Pick up the account of a possible school transfer after its final sentence and continue it in the same voice.
[Opening DOCUMENT EXCERPT section]
However, I've got a solid group of friends in another school, but its exam results are a LOT worse than my current schools, as I currently go to an all-girls grammar school and I could move to a co-ed comprehensive school at the beginning of Year 11. My parents are perfectly up for this as they are aware of my mental health and just want me to get better. I'm just concerned my excellent exam results may be harder to get if I move schools, and also moving would mean I wouldn't be taking Further Maths GCSE and I'd have to study and prepare for French on my own, though that's doable as I've got straight 9s in it right now with basically no revision, I'd just need to learn vocab at that point. I would have to start GCSE RS, but my friends at the new school have told me it's very easy (its a religious school but I'm religious so that shouldn't be a problem) and I would have to drop Computing, which I'm fine with as while I've got straight 9s in it, it's quite boring. For GCSEs, I'm confident I'd succeed but I'm more worried about A-levels, as I know I would stay at the school for A-levels and I am thinking of taking 5 A-levels and while my grammar school may permit it, a comprehensive school may not. Also, I'm really aiming for all A*s at A-level (I know this isn't most people's goal but I am aiming for Caltech for uni so I'm hoping that explains my goals here) and from seeing the lack of A*s at the comprehensive school, I'm worried its not possible. I also may not have the chance to do the UKMT or Science Olympiads and such at the new school, but I still need to double check.
[Closing DOCUMENT EXCERPT section]
[Opening DATA FOR REVIEW section]
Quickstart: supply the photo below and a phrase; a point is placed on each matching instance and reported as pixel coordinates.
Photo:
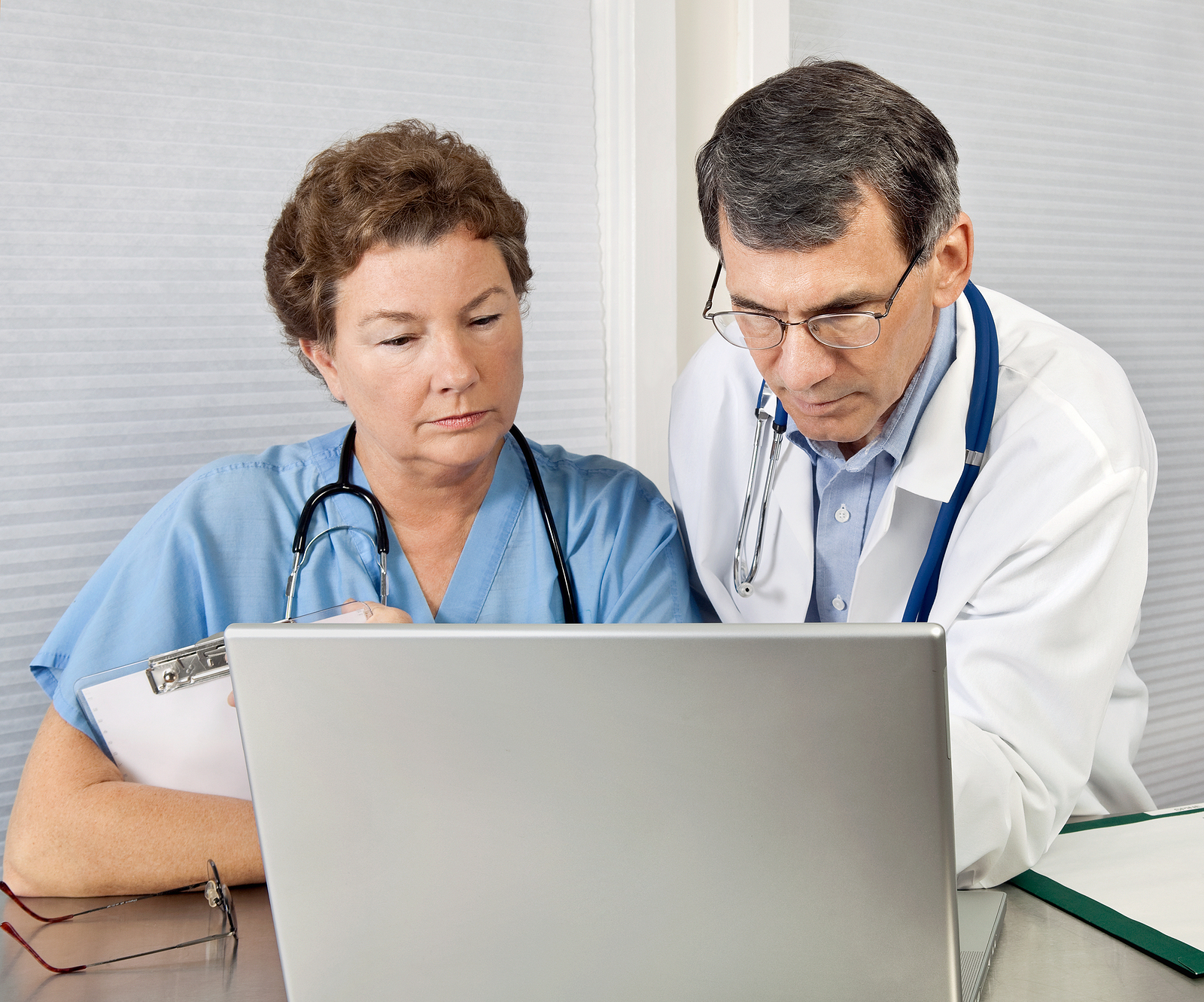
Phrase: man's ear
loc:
(954, 260)
(324, 361)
[Closing DATA FOR REVIEW section]
RESPONSE =>
There is also that I'm thinking, maybe I could pull myself through Year 11, 12 and 13? I suppose I could try and pull myself through school and rely on friends outside of school instead, as my issue is the people in my year and not the teachers or anything, as I quite like my teachers. I've got people to talk to technically, but I'm not sure if I can keep myself together, knowing people say terrible things about me repetitively and frequently; but at the same time I could at least try and focus on only my schoolwork. Problem is, while I was doing that, people in other classes now say things about me like "she's like so obsessed with her schoolwork what a sweat", and that I need to get a life or something. My grades are proof that my effort is worth something, but I hate having people say such things about me. It wasn't like this last year.

If I do stay for Year 11, I want to stay for 12 and 13 too as I think then I have enough time to establish good relationships with teachers and know which ones to ask for letters of recommendation and such for my US college applications, as those need to be glowing.

Sorry for the long message, but I was hoping the extra detail may help if you have advice on this.